■ **THE DATA**
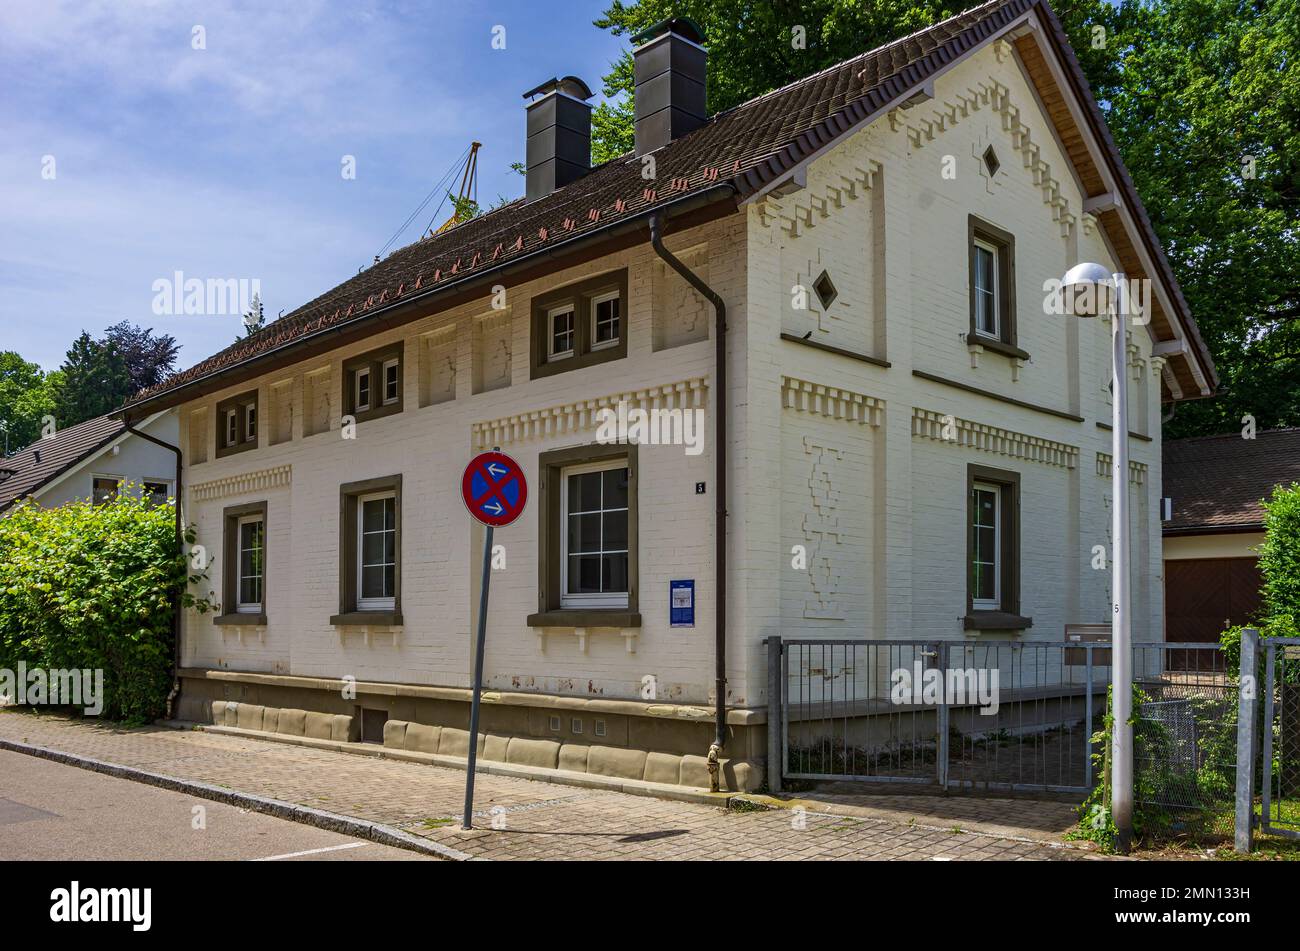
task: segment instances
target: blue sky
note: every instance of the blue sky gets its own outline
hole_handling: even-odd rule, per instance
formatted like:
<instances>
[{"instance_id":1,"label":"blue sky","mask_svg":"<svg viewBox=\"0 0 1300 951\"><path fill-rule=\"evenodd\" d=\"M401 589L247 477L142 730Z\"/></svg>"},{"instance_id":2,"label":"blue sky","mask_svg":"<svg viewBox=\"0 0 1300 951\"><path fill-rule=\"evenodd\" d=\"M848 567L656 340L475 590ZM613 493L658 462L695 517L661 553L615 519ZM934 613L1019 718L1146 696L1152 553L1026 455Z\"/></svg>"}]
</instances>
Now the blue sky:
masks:
<instances>
[{"instance_id":1,"label":"blue sky","mask_svg":"<svg viewBox=\"0 0 1300 951\"><path fill-rule=\"evenodd\" d=\"M517 197L522 94L574 74L600 101L626 43L604 6L4 0L0 350L54 369L126 319L189 366L239 318L157 316L155 280L257 279L273 319L369 263L471 139L480 201Z\"/></svg>"}]
</instances>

■ **PROBLEM TO SOLVE**
Skip every picture and return the lines above from the top through the one that contains "Now the blue".

■ **EXERCISE SOLUTION**
task: segment instances
target: blue sky
note: every instance of the blue sky gets its own outline
hole_handling: even-odd rule, per instance
formatted like:
<instances>
[{"instance_id":1,"label":"blue sky","mask_svg":"<svg viewBox=\"0 0 1300 951\"><path fill-rule=\"evenodd\" d=\"M401 589L247 477L142 730Z\"/></svg>"},{"instance_id":2,"label":"blue sky","mask_svg":"<svg viewBox=\"0 0 1300 951\"><path fill-rule=\"evenodd\" d=\"M848 567L656 340L475 590ZM613 493L658 462L695 517L661 553L615 519ZM934 613L1019 718L1146 696L1152 553L1026 455Z\"/></svg>"}]
</instances>
Now the blue sky:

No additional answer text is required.